▶ Written problem:
Return every line of the records below that contains the string "shed", with each line copied unchanged.

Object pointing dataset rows
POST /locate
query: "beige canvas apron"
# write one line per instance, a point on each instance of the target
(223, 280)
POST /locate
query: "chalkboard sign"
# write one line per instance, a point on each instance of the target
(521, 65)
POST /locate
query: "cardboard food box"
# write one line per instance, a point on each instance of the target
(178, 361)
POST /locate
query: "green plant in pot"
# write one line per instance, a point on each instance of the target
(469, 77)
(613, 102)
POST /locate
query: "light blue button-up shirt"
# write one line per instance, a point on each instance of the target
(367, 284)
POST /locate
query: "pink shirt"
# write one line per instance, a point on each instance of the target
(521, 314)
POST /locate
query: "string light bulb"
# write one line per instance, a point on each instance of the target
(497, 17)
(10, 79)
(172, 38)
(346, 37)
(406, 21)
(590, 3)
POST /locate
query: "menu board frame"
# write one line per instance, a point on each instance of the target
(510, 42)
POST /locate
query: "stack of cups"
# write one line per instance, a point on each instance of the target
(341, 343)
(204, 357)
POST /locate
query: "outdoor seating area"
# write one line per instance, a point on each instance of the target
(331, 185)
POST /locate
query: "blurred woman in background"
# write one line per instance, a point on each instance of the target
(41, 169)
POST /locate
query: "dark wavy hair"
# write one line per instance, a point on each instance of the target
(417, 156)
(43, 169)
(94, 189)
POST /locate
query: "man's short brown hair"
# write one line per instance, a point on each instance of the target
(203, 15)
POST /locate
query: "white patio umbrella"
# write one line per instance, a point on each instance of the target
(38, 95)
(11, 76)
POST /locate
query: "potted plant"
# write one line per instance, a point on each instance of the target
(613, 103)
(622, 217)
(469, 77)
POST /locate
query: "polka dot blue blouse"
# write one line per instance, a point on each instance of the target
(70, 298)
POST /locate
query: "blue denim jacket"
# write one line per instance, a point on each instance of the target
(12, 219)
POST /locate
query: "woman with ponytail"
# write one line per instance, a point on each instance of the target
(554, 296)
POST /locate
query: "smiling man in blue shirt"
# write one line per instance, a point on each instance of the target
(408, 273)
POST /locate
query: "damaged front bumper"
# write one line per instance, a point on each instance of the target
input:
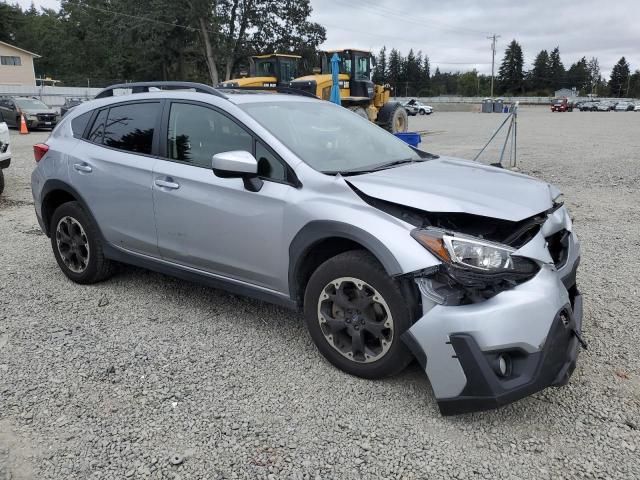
(533, 329)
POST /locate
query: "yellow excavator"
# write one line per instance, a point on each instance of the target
(357, 92)
(268, 71)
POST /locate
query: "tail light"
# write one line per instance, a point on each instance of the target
(39, 151)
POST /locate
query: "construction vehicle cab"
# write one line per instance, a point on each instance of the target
(269, 71)
(357, 92)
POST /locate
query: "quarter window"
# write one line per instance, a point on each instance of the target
(97, 130)
(269, 167)
(14, 61)
(197, 133)
(130, 127)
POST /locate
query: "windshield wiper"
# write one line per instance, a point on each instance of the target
(374, 168)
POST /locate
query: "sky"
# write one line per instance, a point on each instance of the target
(453, 32)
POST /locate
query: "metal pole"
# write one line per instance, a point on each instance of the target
(493, 39)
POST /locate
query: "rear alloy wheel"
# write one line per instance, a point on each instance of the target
(77, 245)
(356, 314)
(73, 244)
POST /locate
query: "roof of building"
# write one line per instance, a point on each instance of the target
(21, 49)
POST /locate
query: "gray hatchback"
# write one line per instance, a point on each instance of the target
(391, 253)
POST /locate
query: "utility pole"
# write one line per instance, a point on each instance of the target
(493, 39)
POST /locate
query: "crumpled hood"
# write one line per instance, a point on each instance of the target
(453, 185)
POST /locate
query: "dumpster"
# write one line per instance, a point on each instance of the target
(412, 138)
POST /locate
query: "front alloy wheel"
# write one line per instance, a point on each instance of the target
(355, 319)
(356, 314)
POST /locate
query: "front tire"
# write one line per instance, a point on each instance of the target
(77, 245)
(355, 314)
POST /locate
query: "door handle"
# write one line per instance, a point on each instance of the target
(83, 167)
(167, 184)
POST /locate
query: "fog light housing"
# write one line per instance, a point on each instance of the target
(502, 365)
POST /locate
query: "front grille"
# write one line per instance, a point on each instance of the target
(558, 245)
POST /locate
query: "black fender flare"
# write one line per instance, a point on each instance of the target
(318, 230)
(58, 185)
(385, 113)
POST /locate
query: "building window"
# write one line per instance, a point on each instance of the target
(15, 61)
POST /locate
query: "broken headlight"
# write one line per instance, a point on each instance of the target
(470, 253)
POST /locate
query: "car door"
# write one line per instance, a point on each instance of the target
(8, 111)
(211, 223)
(112, 170)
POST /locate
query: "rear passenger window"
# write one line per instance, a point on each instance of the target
(79, 124)
(97, 130)
(197, 133)
(130, 127)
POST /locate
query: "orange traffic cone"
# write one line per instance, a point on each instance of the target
(23, 125)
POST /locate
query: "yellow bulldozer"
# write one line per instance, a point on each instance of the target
(357, 92)
(268, 71)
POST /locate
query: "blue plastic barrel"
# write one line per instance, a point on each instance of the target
(412, 138)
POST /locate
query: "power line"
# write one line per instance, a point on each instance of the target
(422, 21)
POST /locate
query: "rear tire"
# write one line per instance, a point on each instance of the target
(355, 314)
(77, 245)
(398, 120)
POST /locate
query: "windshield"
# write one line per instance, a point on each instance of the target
(329, 138)
(29, 103)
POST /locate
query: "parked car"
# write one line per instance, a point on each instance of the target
(69, 103)
(411, 108)
(37, 113)
(561, 105)
(624, 107)
(392, 253)
(5, 150)
(414, 107)
(424, 109)
(589, 106)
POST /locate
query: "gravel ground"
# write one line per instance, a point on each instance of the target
(145, 376)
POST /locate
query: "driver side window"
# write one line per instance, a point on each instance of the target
(197, 133)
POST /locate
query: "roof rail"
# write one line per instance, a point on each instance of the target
(288, 90)
(142, 87)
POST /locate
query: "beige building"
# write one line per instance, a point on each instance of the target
(16, 66)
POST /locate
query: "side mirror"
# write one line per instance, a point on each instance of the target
(238, 164)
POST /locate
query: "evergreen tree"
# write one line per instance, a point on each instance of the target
(556, 69)
(619, 81)
(511, 75)
(380, 72)
(539, 78)
(394, 71)
(578, 76)
(594, 74)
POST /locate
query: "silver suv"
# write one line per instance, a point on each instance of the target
(391, 253)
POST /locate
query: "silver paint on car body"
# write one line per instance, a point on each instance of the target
(215, 227)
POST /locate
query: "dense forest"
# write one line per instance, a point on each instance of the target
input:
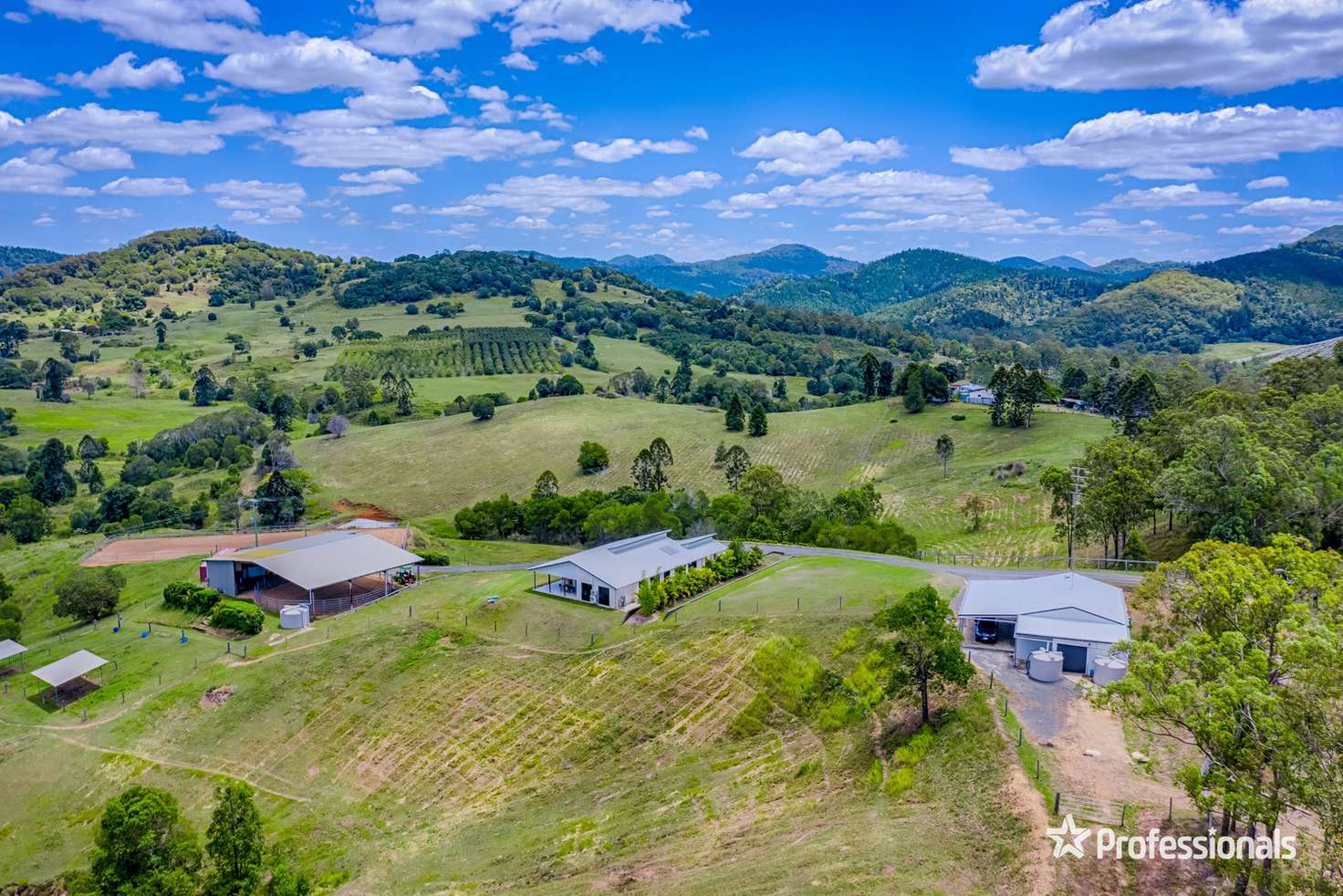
(218, 262)
(1291, 295)
(15, 256)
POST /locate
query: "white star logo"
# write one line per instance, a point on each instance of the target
(1070, 833)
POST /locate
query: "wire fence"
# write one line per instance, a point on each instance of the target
(1035, 560)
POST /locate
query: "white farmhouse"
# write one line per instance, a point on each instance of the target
(609, 575)
(1069, 613)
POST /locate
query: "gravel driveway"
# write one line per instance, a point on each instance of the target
(1041, 707)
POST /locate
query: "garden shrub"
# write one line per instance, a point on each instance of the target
(244, 618)
(193, 598)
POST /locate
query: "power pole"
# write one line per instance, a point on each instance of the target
(1078, 486)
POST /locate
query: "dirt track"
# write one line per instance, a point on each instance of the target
(188, 546)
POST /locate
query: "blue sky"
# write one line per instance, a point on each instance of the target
(1177, 130)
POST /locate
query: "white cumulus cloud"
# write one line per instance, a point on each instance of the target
(623, 148)
(1275, 182)
(520, 60)
(148, 187)
(796, 152)
(99, 159)
(122, 73)
(20, 86)
(990, 157)
(588, 56)
(1215, 46)
(1183, 145)
(1172, 196)
(37, 176)
(99, 213)
(375, 182)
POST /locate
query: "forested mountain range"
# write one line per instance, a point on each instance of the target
(15, 256)
(720, 277)
(1292, 295)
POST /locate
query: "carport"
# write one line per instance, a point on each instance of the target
(68, 669)
(1069, 613)
(11, 649)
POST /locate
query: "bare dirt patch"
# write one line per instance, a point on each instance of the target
(367, 511)
(218, 696)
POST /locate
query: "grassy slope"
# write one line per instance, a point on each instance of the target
(481, 763)
(113, 414)
(1238, 350)
(437, 466)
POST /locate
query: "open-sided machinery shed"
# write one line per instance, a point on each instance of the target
(11, 649)
(68, 669)
(332, 571)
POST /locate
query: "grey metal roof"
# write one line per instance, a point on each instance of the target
(630, 560)
(1067, 605)
(318, 560)
(1045, 625)
(1022, 597)
(68, 668)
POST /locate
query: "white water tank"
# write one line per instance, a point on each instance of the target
(1109, 669)
(293, 616)
(1045, 665)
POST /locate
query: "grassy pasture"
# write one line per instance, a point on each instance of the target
(811, 586)
(403, 468)
(117, 415)
(485, 762)
(1238, 350)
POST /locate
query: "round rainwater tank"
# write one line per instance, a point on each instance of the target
(1046, 665)
(1109, 669)
(293, 617)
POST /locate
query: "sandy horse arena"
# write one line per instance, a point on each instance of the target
(191, 546)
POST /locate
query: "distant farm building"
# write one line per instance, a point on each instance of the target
(609, 575)
(330, 572)
(1067, 613)
(978, 397)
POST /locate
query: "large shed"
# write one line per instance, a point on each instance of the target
(329, 571)
(609, 575)
(1067, 613)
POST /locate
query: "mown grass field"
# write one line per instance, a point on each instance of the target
(437, 466)
(117, 415)
(418, 753)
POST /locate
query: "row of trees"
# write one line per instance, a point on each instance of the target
(145, 845)
(656, 594)
(763, 508)
(1238, 662)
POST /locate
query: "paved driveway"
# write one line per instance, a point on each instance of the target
(1041, 707)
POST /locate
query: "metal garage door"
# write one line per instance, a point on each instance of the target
(1026, 645)
(1075, 657)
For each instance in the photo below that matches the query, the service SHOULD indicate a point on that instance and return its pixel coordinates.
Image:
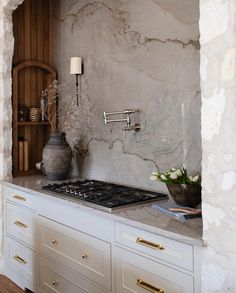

▶ In response:
query: "open-sided machinery shed"
query: "large shed"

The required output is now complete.